Selected extract section start
Hi Chris & Joicy and anyone else,
I am sorry if I offended any of you in anyway.  I was trying to explain to
Kathy to take care of herself,
and to give Her & Steve a chance to get over the shock of the news.
I felt her pain and wanted to give her some hope, I knew she needed not to
stress herself on this.
A cancer patient does not need added stress to deal with.
I am not perfect.

Let me try and explain myself better.  Sometimes more then not on mol, I
tend not to express myself to
some of you, please forgive me if I don't word this just right, I do not
mean to hurt anyone's feelings.

For the most part this is my life and feelings:

Being a 24 hour caregiver 7 days a week for years, is very hard on the
caregiver,
I never meant that the cancering patient had any easier time of it.
Their are articles out on the fact that Caregiving is sometimes harder on
the caregiver then the
patient.
The patient does suffer, worry about dying, worry about leaving loved ones
behind, they get ornery,
most men don't cry, they can no longer do the things they used to do and
enjoyed doing them,
it is hard on them to have to depend on someone else having to meet their
every need.
Some of them are just plain scared to pieces, also have a lot of pain and
sick to their stomach,
it is very taxing on them, having to go for treatments, lab work, tests,
appointments, etc.
It is very important for them to have loved ones, friends, etc. to be there
for them and to be
supportive and help meet their every need.
I Love my Don very much and would never leave him, no matter what.  But
there are times I feel like
I am in prison, I would love to be able to go somewhere just one day and not
have to worry about
how Don and Mother are doing at home, but I can't.
Selected extract section end
■ Activity
Retype the whole caregiving message above, word for word.
Extracted material section start
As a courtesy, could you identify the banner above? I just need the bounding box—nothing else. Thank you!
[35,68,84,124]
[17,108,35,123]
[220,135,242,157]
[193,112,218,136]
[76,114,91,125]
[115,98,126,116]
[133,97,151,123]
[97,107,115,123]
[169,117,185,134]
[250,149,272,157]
Extracted material section end
■ Answer
Hi Chris & Joicy and anyone else,
I am sorry if I offended any of you in anyway.  I was trying to explain to
Kathy to take care of herself,
and to give Her & Steve a chance to get over the shock of the news.
I felt her pain and wanted to give her some hope, I knew she needed not to
stress herself on this.
A cancer patient does not need added stress to deal with.
I am not perfect.

Let me try and explain myself better.  Sometimes more then not on mol, I
tend not to express myself to
some of you, please forgive me if I don't word this just right, I do not
mean to hurt anyone's feelings.

For the most part this is my life and feelings:

Being a 24 hour caregiver 7 days a week for years, is very hard on the
caregiver,
I never meant that the cancering patient had any easier time of it.
Their are articles out on the fact that Caregiving is sometimes harder on
the caregiver then the
patient.
The patient does suffer, worry about dying, worry about leaving loved ones
behind, they get ornery,
most men don't cry, they can no longer do the things they used to do and
enjoyed doing them,
it is hard on them to have to depend on someone else having to meet their
every need.
Some of them are just plain scared to pieces, also have a lot of pain and
sick to their stomach,
it is very taxing on them, having to go for treatments, lab work, tests,
appointments, etc.
It is very important for them to have loved ones, friends, etc. to be there
for them and to be
supportive and help meet their every need.
I Love my Don very much and would never leave him, no matter what.  But
there are times I feel like
I am in prison, I would love to be able to go somewhere just one day and not
have to worry about
how Don and Mother are doing at home, but I can't.